> _Work to be completed_
Copy out all of the data below with no alterations.

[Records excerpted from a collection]
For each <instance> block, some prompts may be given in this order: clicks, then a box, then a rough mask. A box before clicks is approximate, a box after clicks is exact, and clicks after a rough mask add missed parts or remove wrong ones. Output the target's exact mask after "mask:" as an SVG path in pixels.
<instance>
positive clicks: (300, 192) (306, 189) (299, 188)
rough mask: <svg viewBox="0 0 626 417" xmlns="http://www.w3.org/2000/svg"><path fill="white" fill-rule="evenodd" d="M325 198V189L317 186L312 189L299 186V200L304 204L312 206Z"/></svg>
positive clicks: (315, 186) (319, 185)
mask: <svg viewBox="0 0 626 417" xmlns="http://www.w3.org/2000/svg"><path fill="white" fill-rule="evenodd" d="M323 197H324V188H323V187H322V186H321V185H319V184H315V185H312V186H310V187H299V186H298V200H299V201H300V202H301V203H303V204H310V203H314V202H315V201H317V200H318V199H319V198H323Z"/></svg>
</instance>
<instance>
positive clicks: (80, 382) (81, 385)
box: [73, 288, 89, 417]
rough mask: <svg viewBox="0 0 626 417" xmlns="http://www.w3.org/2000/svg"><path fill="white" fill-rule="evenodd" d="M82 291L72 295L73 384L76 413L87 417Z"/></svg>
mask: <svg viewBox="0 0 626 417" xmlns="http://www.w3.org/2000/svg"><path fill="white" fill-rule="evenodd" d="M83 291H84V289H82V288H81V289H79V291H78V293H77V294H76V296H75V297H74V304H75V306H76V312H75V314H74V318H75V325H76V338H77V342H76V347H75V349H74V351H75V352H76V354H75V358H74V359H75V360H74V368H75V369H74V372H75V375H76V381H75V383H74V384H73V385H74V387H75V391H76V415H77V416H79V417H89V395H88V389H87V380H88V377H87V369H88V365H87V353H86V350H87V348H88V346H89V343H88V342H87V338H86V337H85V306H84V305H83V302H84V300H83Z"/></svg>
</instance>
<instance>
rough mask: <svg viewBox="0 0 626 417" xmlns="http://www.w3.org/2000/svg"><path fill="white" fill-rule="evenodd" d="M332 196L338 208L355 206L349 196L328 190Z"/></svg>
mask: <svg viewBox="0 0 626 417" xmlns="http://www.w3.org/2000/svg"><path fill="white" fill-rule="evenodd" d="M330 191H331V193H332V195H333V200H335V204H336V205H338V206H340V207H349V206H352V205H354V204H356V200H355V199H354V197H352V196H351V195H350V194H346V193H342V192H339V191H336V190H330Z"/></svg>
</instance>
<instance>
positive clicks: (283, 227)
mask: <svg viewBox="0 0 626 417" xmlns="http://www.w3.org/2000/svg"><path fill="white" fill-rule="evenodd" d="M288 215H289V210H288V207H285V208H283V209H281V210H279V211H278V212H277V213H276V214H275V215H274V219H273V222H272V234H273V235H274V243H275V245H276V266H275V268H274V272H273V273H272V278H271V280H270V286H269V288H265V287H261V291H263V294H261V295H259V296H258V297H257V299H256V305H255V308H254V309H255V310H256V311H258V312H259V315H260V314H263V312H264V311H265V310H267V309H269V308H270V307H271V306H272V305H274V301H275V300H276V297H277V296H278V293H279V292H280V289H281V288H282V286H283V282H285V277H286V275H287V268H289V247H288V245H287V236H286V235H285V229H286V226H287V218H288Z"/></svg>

> _Expected answer_
For each <instance> block, some prompts may be given in this order: clicks, then a box, then a rough mask. A box before clicks is approximate, a box after clicks is exact, and clicks after a rough mask add missed parts or remove wrong ones. Output the target's exact mask after "mask:" as an SVG path in pixels.
<instance>
positive clicks: (300, 192) (306, 189) (299, 188)
rough mask: <svg viewBox="0 0 626 417" xmlns="http://www.w3.org/2000/svg"><path fill="white" fill-rule="evenodd" d="M325 198V189L317 186L312 189L299 186V200L304 204L312 206Z"/></svg>
positive clicks: (315, 186) (319, 185)
mask: <svg viewBox="0 0 626 417" xmlns="http://www.w3.org/2000/svg"><path fill="white" fill-rule="evenodd" d="M323 197H324V188H323V187H322V186H321V185H319V184H315V185H312V186H310V187H299V186H298V200H299V201H300V202H301V203H303V204H310V203H314V202H315V201H317V200H318V199H319V198H323Z"/></svg>
</instance>
<instance>
positive clicks: (80, 382) (81, 385)
box: [73, 288, 89, 417]
rough mask: <svg viewBox="0 0 626 417" xmlns="http://www.w3.org/2000/svg"><path fill="white" fill-rule="evenodd" d="M82 291L72 295L73 384L76 413L87 417Z"/></svg>
mask: <svg viewBox="0 0 626 417" xmlns="http://www.w3.org/2000/svg"><path fill="white" fill-rule="evenodd" d="M83 291H84V289H82V288H81V289H79V291H78V293H77V294H76V296H75V297H74V304H75V306H76V312H75V314H74V318H75V325H76V338H77V342H76V347H75V349H74V351H75V352H76V354H75V358H74V359H75V360H74V368H75V369H74V372H75V375H76V381H75V383H74V384H73V385H74V387H75V391H76V415H77V416H79V417H89V395H88V389H87V380H88V377H87V369H88V365H87V353H86V350H87V348H88V346H89V343H88V342H87V338H86V337H85V306H84V305H83V302H84V300H83Z"/></svg>
</instance>
<instance>
rough mask: <svg viewBox="0 0 626 417" xmlns="http://www.w3.org/2000/svg"><path fill="white" fill-rule="evenodd" d="M332 196L338 208L355 206L349 196L328 190Z"/></svg>
mask: <svg viewBox="0 0 626 417" xmlns="http://www.w3.org/2000/svg"><path fill="white" fill-rule="evenodd" d="M330 191H331V193H332V195H333V200H335V204H336V205H338V206H340V207H349V206H352V205H354V204H356V200H355V199H354V197H352V196H351V195H350V194H346V193H342V192H339V191H336V190H330Z"/></svg>
</instance>
<instance>
positive clicks: (283, 227)
mask: <svg viewBox="0 0 626 417" xmlns="http://www.w3.org/2000/svg"><path fill="white" fill-rule="evenodd" d="M288 215H289V210H288V207H285V208H283V209H281V210H279V211H278V212H277V213H276V214H275V215H274V219H273V222H272V234H273V235H274V243H275V245H276V266H275V268H274V272H273V273H272V278H271V280H270V286H269V288H265V287H261V291H263V294H261V295H259V296H258V297H257V299H256V305H255V308H254V309H255V310H256V311H258V312H259V315H260V314H263V312H264V311H265V310H267V309H269V308H270V307H271V306H272V305H274V301H275V300H276V297H277V296H278V293H279V292H280V289H281V288H282V286H283V282H285V277H286V275H287V268H289V247H288V245H287V236H286V235H285V229H286V226H287V218H288Z"/></svg>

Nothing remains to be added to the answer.